THE EXERCISE:
Nothing but the lines from the one containing "Place one point per instance of the mud" through the last line should be written out, please, exactly as they stand.

┄┄┄┄┄┄┄┄┄┄

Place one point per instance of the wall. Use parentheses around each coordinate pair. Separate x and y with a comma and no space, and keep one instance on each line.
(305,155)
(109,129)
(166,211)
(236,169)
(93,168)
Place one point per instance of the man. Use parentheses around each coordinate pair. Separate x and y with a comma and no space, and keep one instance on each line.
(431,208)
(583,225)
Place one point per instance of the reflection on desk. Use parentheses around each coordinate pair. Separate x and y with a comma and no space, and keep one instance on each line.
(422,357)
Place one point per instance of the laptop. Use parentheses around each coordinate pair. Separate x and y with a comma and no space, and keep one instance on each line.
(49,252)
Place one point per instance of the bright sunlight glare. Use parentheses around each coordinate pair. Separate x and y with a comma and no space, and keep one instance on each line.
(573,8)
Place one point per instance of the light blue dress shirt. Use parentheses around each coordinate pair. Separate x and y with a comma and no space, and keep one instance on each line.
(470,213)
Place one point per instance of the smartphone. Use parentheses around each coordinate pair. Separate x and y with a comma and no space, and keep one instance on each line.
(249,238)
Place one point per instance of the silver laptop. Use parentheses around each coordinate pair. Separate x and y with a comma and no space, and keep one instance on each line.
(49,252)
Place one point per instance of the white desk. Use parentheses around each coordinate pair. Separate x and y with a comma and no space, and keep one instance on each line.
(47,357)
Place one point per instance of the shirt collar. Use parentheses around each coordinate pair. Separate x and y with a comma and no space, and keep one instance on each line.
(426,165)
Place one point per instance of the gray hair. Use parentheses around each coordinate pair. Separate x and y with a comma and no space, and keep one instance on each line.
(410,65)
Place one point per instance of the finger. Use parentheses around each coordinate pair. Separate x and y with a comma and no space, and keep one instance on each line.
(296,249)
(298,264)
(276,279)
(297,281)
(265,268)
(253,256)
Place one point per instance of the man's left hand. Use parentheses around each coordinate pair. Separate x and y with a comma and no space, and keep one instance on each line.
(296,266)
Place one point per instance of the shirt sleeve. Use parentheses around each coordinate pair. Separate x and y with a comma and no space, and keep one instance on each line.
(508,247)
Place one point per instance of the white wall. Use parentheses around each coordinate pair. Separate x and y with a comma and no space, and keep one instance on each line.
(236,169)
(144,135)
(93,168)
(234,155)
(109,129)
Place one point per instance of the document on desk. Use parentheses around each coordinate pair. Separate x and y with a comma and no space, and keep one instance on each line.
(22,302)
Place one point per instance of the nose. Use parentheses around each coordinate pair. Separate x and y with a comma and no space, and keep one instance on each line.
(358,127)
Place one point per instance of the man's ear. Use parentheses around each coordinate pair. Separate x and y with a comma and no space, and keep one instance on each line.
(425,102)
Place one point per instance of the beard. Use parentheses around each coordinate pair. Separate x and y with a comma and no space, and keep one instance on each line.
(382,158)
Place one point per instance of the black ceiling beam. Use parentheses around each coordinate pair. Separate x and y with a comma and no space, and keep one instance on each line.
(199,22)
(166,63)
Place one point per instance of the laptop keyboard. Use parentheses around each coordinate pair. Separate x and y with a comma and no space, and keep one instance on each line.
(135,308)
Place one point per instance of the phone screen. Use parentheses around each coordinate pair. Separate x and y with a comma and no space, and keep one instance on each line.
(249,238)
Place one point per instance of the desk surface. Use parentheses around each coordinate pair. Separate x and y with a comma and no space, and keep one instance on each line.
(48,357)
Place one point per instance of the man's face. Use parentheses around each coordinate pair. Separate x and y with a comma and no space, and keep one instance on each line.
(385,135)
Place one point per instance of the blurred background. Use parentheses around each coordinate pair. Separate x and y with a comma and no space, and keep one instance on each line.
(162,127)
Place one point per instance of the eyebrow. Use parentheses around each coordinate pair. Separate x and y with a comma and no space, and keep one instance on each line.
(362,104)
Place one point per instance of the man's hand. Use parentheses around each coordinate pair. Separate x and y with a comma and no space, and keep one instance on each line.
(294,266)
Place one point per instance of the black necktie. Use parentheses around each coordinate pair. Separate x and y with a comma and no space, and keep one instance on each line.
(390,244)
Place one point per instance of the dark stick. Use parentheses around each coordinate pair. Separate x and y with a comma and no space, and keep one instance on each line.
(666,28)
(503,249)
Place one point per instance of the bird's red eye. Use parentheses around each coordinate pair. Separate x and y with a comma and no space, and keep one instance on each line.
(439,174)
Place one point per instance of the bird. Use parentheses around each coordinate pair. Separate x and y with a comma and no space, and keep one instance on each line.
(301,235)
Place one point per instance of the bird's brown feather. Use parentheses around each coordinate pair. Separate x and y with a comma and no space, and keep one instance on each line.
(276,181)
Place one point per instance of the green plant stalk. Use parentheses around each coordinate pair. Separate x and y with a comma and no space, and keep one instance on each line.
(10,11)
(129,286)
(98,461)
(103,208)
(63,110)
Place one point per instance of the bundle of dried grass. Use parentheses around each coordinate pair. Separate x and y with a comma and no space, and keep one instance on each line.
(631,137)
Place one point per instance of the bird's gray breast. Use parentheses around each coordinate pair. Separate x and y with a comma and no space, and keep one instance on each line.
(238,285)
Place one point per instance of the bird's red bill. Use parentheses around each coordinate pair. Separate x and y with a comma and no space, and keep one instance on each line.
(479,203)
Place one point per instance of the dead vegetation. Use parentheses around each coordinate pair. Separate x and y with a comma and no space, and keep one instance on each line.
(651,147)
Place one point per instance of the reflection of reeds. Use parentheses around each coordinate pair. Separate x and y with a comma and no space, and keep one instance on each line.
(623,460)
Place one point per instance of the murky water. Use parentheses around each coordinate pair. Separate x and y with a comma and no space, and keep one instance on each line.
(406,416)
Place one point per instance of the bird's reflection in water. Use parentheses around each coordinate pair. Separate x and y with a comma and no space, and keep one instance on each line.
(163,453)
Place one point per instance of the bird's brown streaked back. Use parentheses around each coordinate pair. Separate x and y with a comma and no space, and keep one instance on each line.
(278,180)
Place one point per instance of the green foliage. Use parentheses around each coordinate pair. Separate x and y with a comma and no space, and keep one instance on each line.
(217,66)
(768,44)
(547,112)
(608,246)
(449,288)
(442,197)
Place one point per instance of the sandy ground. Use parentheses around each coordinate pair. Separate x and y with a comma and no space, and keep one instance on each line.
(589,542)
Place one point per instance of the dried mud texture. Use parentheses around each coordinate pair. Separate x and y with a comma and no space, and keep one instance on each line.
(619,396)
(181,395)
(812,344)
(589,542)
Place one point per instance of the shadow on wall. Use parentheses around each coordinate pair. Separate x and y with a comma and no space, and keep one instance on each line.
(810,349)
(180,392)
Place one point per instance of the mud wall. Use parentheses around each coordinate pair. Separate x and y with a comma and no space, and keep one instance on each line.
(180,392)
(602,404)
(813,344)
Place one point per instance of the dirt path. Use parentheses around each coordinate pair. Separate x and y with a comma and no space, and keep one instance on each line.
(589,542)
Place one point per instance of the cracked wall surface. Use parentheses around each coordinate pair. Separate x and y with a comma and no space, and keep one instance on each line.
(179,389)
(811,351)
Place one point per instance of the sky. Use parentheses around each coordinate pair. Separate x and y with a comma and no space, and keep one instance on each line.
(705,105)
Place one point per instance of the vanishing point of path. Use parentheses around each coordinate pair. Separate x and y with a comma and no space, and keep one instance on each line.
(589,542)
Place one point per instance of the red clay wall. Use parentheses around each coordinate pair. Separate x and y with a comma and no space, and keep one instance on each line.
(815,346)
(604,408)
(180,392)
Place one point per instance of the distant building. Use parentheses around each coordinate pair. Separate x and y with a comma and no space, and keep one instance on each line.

┄┄┄┄┄┄┄┄┄┄

SOLUTION TO THE EXERCISE:
Place one point per instance of the mud wall. Use parentheses around each coordinate pair. Separate x and y with a comma and no space, and keep one instance on each line.
(180,392)
(602,404)
(813,344)
Place one point per instance of the dirt path. Use parentheses around each coordinate pair. Separate x and y with a comma and no space, and keep one instance on each line.
(589,542)
Place one point per instance of the cracked wall surface. Use parentheses around each coordinate pair. Separate x and y with a comma and no space, and keep one instance on each line.
(179,389)
(811,351)
Place one point per instance of the sky. Use parentheses around each coordinate pair. Separate x and y with a comma and no space, and keep one instance on each line.
(705,105)
Place one point per instance of the vanishing point of path. Use parentheses around each coordinate pair. Separate x and y with a comma and no space, and keep one instance on each line.
(589,542)
Place one point per instance of the red clay wall. Use parentheses around each coordinate pair. Separate x and y with a comma and no space, and keep one instance on each line.
(815,346)
(604,408)
(180,392)
Place one point per instance of the distant building. Use parentheses around each coordinate pair. Separate x and y with a comma and no space, and keep one instance on each line.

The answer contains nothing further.